### What you will do
Write out exactly the lines running from the line that includes "the railing handrail" to the end of the data, both ends included, and nothing besides.

<<<<

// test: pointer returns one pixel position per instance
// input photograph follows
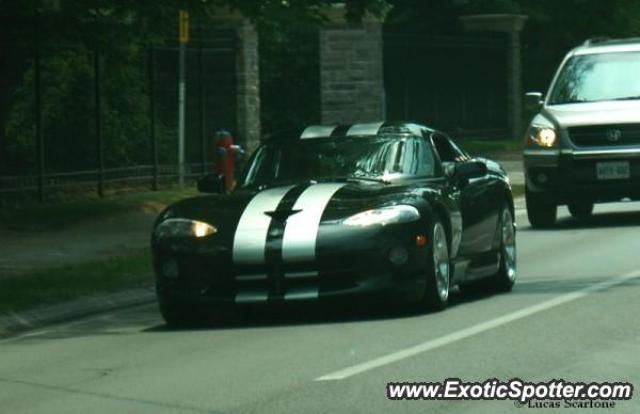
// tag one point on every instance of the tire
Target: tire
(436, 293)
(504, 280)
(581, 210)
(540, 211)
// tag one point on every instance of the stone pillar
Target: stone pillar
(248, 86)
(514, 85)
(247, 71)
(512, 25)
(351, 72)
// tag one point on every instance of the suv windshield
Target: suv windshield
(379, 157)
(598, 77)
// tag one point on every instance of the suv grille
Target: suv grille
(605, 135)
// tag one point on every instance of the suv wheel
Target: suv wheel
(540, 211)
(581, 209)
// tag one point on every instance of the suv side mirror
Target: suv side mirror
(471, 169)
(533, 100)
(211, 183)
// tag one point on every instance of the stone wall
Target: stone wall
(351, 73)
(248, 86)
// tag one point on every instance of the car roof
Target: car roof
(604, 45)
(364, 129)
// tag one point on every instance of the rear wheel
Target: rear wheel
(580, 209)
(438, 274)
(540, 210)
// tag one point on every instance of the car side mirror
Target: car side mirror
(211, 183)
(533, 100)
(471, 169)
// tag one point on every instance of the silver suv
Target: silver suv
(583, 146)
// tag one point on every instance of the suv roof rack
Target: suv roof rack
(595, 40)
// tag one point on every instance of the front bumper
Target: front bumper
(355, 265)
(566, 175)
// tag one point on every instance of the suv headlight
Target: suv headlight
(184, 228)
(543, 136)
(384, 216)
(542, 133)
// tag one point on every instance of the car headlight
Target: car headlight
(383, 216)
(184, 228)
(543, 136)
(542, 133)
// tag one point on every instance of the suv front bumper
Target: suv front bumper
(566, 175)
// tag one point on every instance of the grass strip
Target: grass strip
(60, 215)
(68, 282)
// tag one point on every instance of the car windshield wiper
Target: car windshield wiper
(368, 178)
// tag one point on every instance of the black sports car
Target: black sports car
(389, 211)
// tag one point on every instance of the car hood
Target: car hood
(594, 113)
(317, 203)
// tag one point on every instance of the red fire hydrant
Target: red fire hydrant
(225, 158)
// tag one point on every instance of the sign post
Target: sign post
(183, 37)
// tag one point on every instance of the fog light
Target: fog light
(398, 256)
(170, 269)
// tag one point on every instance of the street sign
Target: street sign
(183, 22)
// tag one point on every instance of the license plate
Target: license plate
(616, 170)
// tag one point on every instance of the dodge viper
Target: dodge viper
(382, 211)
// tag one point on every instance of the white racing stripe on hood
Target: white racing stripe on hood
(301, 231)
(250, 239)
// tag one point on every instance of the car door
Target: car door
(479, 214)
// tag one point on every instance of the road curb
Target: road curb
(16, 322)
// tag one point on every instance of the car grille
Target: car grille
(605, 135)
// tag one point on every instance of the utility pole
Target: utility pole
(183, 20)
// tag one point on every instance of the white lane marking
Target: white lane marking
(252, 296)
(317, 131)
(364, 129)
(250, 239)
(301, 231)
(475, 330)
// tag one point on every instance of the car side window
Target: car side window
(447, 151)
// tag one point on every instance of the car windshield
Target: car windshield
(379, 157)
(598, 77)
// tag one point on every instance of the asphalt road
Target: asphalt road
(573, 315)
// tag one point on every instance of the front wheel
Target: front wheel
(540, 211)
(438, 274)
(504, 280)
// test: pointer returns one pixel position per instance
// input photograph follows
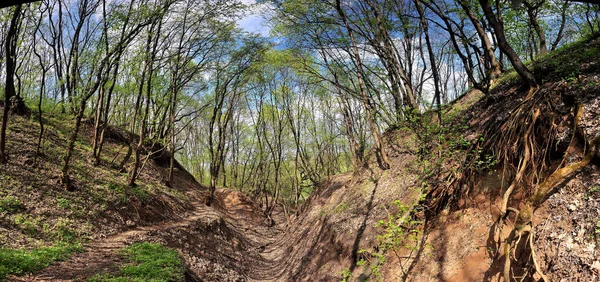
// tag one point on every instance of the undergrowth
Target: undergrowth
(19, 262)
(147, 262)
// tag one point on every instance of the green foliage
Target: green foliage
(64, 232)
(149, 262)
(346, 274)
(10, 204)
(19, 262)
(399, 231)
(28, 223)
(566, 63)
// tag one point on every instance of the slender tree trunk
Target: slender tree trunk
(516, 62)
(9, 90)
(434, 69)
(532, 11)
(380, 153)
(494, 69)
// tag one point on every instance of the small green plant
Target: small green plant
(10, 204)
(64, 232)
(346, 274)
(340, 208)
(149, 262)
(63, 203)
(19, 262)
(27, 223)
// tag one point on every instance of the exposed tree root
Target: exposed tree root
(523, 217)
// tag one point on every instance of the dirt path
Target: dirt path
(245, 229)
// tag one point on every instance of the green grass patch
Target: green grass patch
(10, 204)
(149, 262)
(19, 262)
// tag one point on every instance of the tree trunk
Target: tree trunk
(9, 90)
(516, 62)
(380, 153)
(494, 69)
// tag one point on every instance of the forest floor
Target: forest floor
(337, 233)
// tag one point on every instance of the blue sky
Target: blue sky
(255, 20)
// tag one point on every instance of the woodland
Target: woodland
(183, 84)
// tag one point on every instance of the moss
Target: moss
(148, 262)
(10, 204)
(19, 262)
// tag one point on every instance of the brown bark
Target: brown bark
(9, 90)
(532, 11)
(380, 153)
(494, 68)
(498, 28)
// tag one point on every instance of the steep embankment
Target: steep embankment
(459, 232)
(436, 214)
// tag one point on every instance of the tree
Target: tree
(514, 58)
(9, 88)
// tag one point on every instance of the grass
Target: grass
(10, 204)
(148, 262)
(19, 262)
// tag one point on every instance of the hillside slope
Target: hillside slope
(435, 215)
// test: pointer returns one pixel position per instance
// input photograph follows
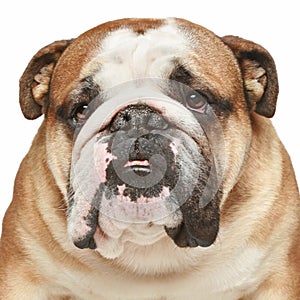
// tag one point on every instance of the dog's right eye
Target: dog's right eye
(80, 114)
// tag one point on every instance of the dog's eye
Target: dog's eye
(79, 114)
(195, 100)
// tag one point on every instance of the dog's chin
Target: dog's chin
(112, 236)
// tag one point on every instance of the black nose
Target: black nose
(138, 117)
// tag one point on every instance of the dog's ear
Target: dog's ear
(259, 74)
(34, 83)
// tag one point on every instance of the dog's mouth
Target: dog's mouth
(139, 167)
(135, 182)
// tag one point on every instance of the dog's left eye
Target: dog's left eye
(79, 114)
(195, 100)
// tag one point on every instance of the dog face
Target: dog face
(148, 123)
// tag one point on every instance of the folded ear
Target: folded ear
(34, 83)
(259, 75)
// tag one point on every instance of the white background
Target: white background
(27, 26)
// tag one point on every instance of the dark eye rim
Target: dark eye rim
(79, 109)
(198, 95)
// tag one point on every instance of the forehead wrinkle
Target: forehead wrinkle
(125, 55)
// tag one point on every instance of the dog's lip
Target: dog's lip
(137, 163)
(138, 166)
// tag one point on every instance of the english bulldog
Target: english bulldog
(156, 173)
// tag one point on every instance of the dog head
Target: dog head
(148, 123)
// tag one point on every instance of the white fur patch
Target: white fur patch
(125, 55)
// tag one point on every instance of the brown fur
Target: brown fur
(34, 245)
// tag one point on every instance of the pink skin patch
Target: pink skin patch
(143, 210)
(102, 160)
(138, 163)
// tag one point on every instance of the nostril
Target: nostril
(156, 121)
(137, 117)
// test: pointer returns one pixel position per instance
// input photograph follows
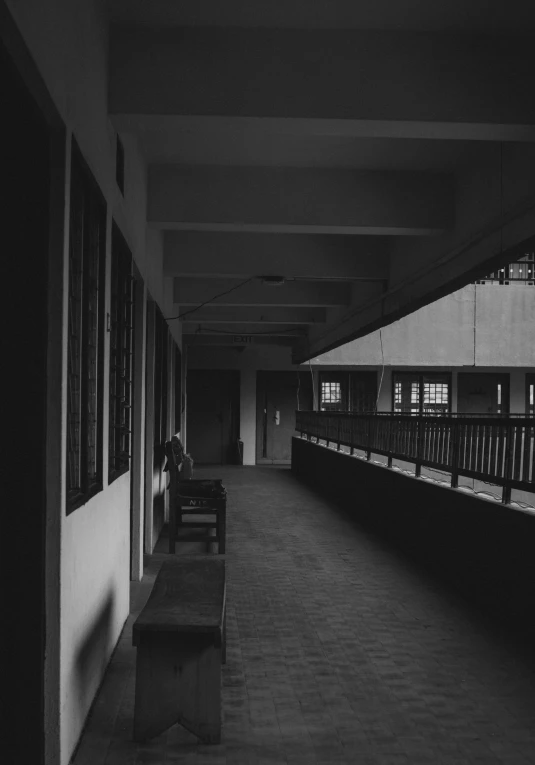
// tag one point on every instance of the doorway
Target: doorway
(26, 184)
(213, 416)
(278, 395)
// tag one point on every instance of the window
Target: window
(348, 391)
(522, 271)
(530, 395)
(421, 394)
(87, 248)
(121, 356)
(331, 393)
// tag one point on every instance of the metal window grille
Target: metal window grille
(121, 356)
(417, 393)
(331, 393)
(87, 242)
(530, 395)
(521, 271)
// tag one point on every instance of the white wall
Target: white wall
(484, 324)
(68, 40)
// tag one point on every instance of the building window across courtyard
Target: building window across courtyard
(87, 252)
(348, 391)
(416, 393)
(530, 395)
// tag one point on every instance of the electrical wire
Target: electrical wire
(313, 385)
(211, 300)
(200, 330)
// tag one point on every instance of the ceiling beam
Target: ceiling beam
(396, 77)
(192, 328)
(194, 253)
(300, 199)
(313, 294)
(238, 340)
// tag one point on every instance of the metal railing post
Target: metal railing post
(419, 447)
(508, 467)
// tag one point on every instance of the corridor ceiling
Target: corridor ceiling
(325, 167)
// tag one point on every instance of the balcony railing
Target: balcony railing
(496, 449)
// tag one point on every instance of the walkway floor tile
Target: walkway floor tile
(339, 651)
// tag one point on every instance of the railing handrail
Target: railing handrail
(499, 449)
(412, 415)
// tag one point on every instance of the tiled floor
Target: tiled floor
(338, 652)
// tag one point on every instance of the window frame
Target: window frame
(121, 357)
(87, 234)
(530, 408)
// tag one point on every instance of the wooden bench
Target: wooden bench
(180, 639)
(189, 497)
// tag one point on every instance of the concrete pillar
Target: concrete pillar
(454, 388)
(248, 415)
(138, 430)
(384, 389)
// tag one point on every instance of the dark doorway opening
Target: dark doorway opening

>>>>

### Solution below
// tag one point on every instance of the railing handrail
Target: railing handrail
(499, 449)
(412, 415)
// tag one point on every instance of the tiled floor
Target: tiled floor
(338, 652)
// tag one point on every instance of the window frame
Target: window frame
(121, 357)
(87, 234)
(530, 408)
// tag one point on every instance of the wooden bench
Target: wooden bench
(180, 639)
(189, 497)
// tag one point on every instance of the concrete pillar
Target: concrete pillar
(454, 388)
(248, 415)
(138, 430)
(384, 389)
// tag one point on every instance of the dark doorway opening
Target: dark doorway opening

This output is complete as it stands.